◆ EXERCISE DIRECTIONS ◆
Copy out each line of the material below with no changes.

::::

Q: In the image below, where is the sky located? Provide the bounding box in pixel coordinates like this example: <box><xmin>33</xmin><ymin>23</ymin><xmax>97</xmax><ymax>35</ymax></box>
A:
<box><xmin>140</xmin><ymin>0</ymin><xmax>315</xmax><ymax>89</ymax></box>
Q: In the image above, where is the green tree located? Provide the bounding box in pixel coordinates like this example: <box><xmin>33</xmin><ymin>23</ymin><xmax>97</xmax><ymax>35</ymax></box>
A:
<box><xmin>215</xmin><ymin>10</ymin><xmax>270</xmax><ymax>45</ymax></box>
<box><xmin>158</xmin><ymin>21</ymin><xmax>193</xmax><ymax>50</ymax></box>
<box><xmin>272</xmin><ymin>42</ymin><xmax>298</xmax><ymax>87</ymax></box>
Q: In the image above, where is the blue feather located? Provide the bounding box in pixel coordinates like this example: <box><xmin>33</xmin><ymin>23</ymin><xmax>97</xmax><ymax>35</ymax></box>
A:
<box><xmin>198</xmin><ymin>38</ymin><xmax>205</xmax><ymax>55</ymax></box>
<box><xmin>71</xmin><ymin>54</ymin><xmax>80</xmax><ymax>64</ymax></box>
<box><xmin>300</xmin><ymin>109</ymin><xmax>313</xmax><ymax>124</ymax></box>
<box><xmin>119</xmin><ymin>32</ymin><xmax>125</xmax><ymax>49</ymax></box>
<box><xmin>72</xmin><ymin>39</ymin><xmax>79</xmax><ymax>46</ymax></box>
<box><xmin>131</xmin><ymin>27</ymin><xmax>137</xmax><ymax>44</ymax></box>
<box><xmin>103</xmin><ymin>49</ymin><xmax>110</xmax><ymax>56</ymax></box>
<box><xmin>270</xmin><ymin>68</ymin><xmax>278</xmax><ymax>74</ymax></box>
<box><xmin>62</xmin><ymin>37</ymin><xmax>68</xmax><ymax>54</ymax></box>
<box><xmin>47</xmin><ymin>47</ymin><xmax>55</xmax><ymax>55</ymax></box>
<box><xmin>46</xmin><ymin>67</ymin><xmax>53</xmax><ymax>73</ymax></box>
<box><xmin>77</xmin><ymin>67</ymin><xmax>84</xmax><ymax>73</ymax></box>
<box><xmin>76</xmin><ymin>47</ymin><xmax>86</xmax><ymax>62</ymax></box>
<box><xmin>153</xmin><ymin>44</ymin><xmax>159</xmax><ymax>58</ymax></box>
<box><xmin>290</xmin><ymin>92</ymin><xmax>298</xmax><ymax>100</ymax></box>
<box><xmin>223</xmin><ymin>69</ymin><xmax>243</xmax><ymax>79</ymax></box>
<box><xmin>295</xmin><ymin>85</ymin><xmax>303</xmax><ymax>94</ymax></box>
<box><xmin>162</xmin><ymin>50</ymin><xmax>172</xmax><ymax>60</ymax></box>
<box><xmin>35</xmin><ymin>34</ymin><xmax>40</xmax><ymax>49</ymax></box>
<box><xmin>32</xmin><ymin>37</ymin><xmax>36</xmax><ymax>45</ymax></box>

::::

◆ SOLVED PROBLEM ◆
Q: In the image below, where is the sky located? Provide the bounding box in pixel coordinates like this example: <box><xmin>33</xmin><ymin>23</ymin><xmax>97</xmax><ymax>35</ymax></box>
A:
<box><xmin>140</xmin><ymin>0</ymin><xmax>315</xmax><ymax>89</ymax></box>
Q: In the image above, where is the green tree located? Provide the bounding box in pixel coordinates like this example: <box><xmin>33</xmin><ymin>23</ymin><xmax>97</xmax><ymax>35</ymax></box>
A:
<box><xmin>215</xmin><ymin>10</ymin><xmax>270</xmax><ymax>45</ymax></box>
<box><xmin>158</xmin><ymin>21</ymin><xmax>193</xmax><ymax>50</ymax></box>
<box><xmin>272</xmin><ymin>42</ymin><xmax>298</xmax><ymax>87</ymax></box>
Q: In the image above, where is the blue feather located? Provide the bounding box in pixel coordinates like this example: <box><xmin>33</xmin><ymin>23</ymin><xmax>97</xmax><ymax>35</ymax></box>
A:
<box><xmin>198</xmin><ymin>38</ymin><xmax>205</xmax><ymax>55</ymax></box>
<box><xmin>71</xmin><ymin>54</ymin><xmax>80</xmax><ymax>64</ymax></box>
<box><xmin>300</xmin><ymin>109</ymin><xmax>313</xmax><ymax>124</ymax></box>
<box><xmin>119</xmin><ymin>32</ymin><xmax>125</xmax><ymax>49</ymax></box>
<box><xmin>72</xmin><ymin>39</ymin><xmax>79</xmax><ymax>46</ymax></box>
<box><xmin>131</xmin><ymin>27</ymin><xmax>137</xmax><ymax>44</ymax></box>
<box><xmin>103</xmin><ymin>49</ymin><xmax>110</xmax><ymax>56</ymax></box>
<box><xmin>270</xmin><ymin>68</ymin><xmax>278</xmax><ymax>74</ymax></box>
<box><xmin>62</xmin><ymin>37</ymin><xmax>68</xmax><ymax>54</ymax></box>
<box><xmin>47</xmin><ymin>47</ymin><xmax>55</xmax><ymax>55</ymax></box>
<box><xmin>46</xmin><ymin>67</ymin><xmax>53</xmax><ymax>73</ymax></box>
<box><xmin>77</xmin><ymin>67</ymin><xmax>84</xmax><ymax>73</ymax></box>
<box><xmin>76</xmin><ymin>47</ymin><xmax>86</xmax><ymax>62</ymax></box>
<box><xmin>153</xmin><ymin>44</ymin><xmax>159</xmax><ymax>58</ymax></box>
<box><xmin>290</xmin><ymin>92</ymin><xmax>298</xmax><ymax>100</ymax></box>
<box><xmin>223</xmin><ymin>69</ymin><xmax>243</xmax><ymax>79</ymax></box>
<box><xmin>295</xmin><ymin>85</ymin><xmax>303</xmax><ymax>94</ymax></box>
<box><xmin>162</xmin><ymin>50</ymin><xmax>172</xmax><ymax>60</ymax></box>
<box><xmin>35</xmin><ymin>34</ymin><xmax>40</xmax><ymax>49</ymax></box>
<box><xmin>32</xmin><ymin>37</ymin><xmax>36</xmax><ymax>45</ymax></box>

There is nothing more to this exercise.